## What is needed
An exact copy of every entry is the answer here, with no pictures.

## Data shown
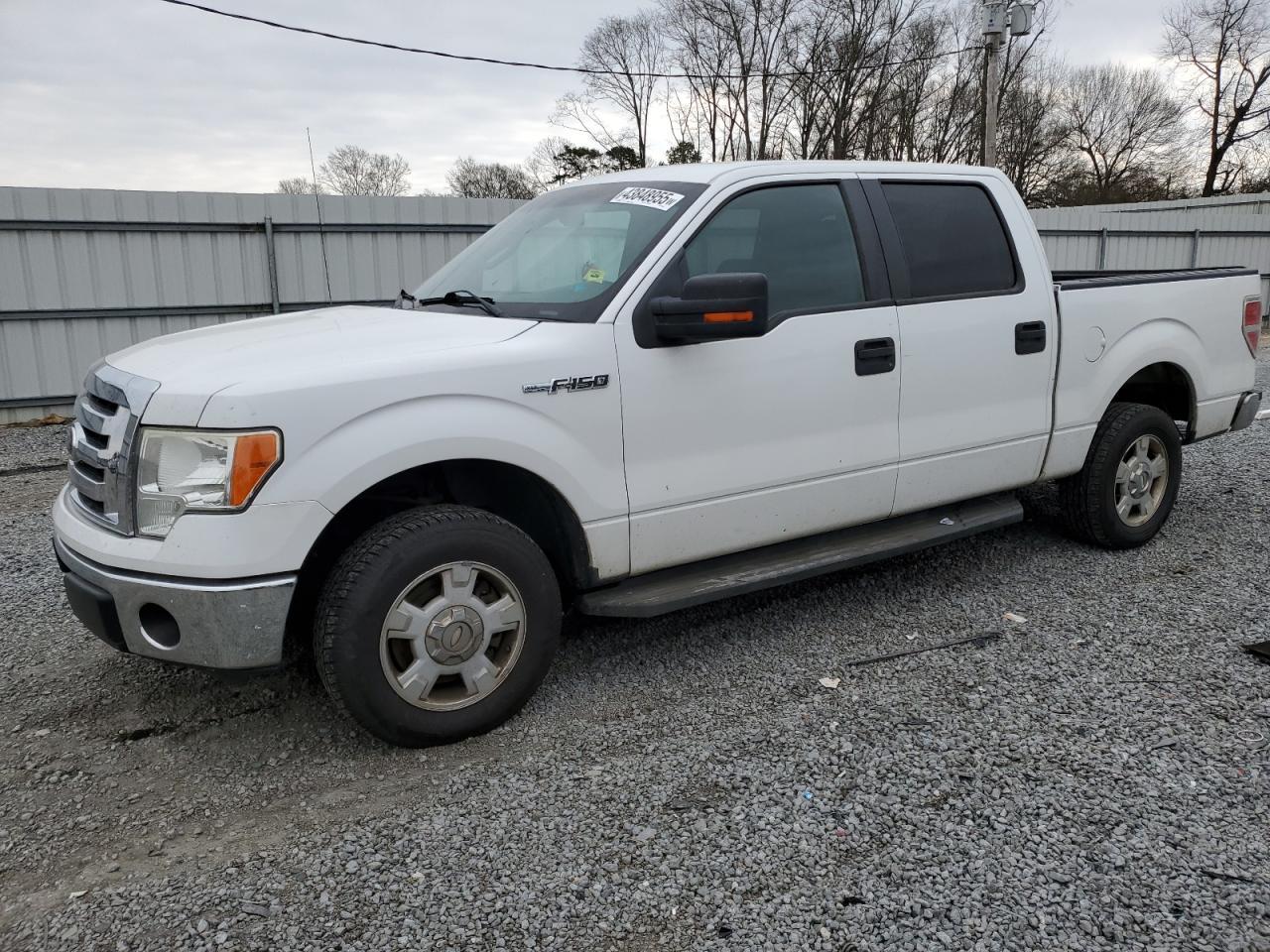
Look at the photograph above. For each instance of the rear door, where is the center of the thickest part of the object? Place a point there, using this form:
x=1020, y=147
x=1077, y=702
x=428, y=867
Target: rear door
x=978, y=336
x=739, y=443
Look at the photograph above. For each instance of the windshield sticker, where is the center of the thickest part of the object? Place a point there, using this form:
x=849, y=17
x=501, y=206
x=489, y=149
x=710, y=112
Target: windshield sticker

## Written answer
Look at the photograph above. For each instance of the rear door, where is the center of the thickest part of the object? Place a point there, using this form:
x=1020, y=147
x=1077, y=702
x=428, y=867
Target: rear door
x=978, y=336
x=739, y=443
Look at the photograph above. For each instance of the windshield sticker, where is the center of the thickest part of the object? Place a point there, using this form:
x=849, y=17
x=501, y=206
x=489, y=149
x=710, y=112
Target: windshield sticker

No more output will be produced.